--- STORED DATA Enclosed Below ---
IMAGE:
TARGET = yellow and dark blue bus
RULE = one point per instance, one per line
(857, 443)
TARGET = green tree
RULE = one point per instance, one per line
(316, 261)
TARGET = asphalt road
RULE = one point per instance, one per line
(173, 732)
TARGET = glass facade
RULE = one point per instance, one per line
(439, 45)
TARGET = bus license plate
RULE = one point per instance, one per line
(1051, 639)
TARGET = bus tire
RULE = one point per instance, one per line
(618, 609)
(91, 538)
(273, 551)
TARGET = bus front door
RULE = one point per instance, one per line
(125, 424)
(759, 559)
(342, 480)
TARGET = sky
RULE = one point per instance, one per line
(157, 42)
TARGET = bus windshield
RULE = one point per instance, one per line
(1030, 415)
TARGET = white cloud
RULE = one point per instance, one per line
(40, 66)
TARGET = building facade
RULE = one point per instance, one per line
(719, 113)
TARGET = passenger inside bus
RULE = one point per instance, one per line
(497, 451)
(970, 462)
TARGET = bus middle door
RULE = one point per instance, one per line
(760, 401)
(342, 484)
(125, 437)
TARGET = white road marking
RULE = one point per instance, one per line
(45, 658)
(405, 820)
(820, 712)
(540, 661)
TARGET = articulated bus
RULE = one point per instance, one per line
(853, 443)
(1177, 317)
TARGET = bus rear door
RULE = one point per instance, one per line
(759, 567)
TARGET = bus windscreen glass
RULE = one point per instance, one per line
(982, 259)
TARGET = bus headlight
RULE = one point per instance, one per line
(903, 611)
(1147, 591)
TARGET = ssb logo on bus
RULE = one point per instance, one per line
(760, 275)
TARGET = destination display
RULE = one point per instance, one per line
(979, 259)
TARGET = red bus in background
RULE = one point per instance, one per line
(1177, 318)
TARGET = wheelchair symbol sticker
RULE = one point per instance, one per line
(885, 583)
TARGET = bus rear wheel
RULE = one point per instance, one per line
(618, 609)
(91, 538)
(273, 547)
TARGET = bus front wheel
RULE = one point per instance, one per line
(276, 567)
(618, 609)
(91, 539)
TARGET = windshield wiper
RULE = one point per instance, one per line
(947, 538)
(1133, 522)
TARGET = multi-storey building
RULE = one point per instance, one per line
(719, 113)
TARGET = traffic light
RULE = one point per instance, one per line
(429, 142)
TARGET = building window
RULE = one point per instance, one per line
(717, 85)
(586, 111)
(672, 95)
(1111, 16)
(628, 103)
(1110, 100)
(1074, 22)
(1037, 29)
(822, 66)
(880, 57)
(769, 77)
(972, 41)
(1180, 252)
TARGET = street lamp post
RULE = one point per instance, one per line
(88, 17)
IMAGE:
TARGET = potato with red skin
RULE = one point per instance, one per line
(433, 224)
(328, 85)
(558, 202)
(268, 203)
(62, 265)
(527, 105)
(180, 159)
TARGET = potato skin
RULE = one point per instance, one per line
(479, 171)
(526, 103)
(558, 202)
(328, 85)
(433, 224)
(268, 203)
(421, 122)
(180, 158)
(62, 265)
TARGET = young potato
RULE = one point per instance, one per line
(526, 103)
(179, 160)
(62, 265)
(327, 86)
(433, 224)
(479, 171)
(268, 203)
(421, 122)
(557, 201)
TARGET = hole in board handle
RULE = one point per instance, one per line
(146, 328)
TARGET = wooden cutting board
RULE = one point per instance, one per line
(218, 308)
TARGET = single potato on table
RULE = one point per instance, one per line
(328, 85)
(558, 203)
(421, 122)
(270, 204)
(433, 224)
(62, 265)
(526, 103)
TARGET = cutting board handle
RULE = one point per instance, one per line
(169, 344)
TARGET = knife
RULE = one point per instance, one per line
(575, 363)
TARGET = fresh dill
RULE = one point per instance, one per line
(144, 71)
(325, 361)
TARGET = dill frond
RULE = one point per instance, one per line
--- End of Enclosed STORED DATA ---
## EXERCISE GOAL:
Once the records end, copy them all again exactly.

## WRITTEN ANSWER:
IMAGE:
TARGET = yellow and dark blue bus
RULE = one point per instance, one per line
(857, 443)
TARGET = green tree
RULE = one point per instance, one per line
(316, 261)
TARGET = asphalt road
RULE = one point per instance, one per line
(173, 732)
TARGET = glass facade
RULE = one point per instance, one per line
(439, 45)
TARGET = bus license plate
RULE = one point per instance, one per line
(1051, 639)
TARGET = bus tire
RULE = one point per instance, one per line
(618, 609)
(91, 538)
(273, 551)
TARGET = bus front door
RULE = one point per instance, one per line
(125, 424)
(759, 559)
(342, 480)
TARGET = sky
RULE = one point per instance, one per line
(157, 42)
TARGET = bus windshield
RULE = one point per instance, one per line
(1030, 415)
TARGET = white cloud
RULE = one point per instance, one per line
(40, 66)
TARGET = building facade
RULE = one point per instance, one per line
(719, 113)
TARGET = passenger inside bus
RULE = one point per instance, one per line
(497, 451)
(970, 462)
TARGET = bus middle door
RULE = one point per instance, one per line
(760, 401)
(342, 484)
(125, 437)
TARGET = white road marking
RULE = one point per instance, one per line
(45, 658)
(405, 820)
(820, 712)
(540, 661)
TARGET = articulated bus
RULE = one point per instance, one per line
(853, 443)
(1177, 317)
TARGET = bus rear door
RULE = one point per instance, one per line
(759, 567)
TARGET = bus windscreen glass
RULE = one point per instance, one per line
(982, 259)
TARGET = bus headlight
RULE = one point per instance, one per line
(903, 611)
(1147, 591)
TARGET = ssb logo on bus
RULE = one point per instance, one per line
(760, 275)
TARGET = destination display
RULE = one point per instance, one per line
(979, 259)
TARGET = red bus in background
RULE = one point per instance, one per line
(1177, 318)
TARGET = wheelchair symbol sticker
RULE = one point per instance, one per line
(885, 583)
TARGET = bus rear wheel
RULE = one point per instance, one per line
(618, 609)
(91, 538)
(273, 547)
TARGET = bus front wheel
RULE = one point per instance, one per line
(276, 567)
(618, 609)
(91, 539)
TARGET = windshield wiper
RULE = one point per instance, one per line
(947, 538)
(1133, 522)
TARGET = multi-storey building
RULE = one point per instance, one per line
(719, 113)
TARGET = traffic light
RULE = one point per instance, one per line
(429, 142)
TARGET = building window
RULE = one point per instance, one per line
(717, 85)
(586, 111)
(672, 95)
(1111, 16)
(628, 103)
(1110, 100)
(1074, 22)
(1037, 29)
(822, 66)
(880, 57)
(769, 77)
(972, 41)
(1180, 252)
TARGET = street lamp post
RULE = one point per instance, one per line
(88, 17)
IMAGE:
TARGET = potato with red skin
RULE = one point per instance, one per line
(433, 224)
(328, 85)
(558, 202)
(268, 203)
(62, 265)
(527, 105)
(180, 159)
TARGET = potato skin
RULE = one point per instance, one per line
(479, 171)
(526, 103)
(558, 202)
(328, 85)
(433, 224)
(268, 203)
(421, 122)
(180, 158)
(62, 265)
TARGET = young potato
RULE = one point per instance, one per line
(526, 103)
(179, 160)
(62, 265)
(327, 86)
(433, 224)
(479, 171)
(268, 203)
(421, 122)
(557, 201)
TARGET = hole in board handle
RULE = one point per instance, one per line
(146, 328)
TARGET = wooden cutting board
RULE = one point per instance, one per line
(218, 308)
TARGET = single potato on table
RULE = one point per instance, one per line
(328, 85)
(558, 203)
(421, 122)
(270, 204)
(433, 224)
(62, 265)
(526, 103)
TARGET = cutting board handle
RULE = one point per instance, one per line
(169, 344)
TARGET = knife
RULE = one point per instance, one per line
(575, 363)
TARGET = fresh dill
RULE = one point per instance, one per line
(144, 71)
(325, 361)
TARGET = dill frond
RULE = one point per instance, one per line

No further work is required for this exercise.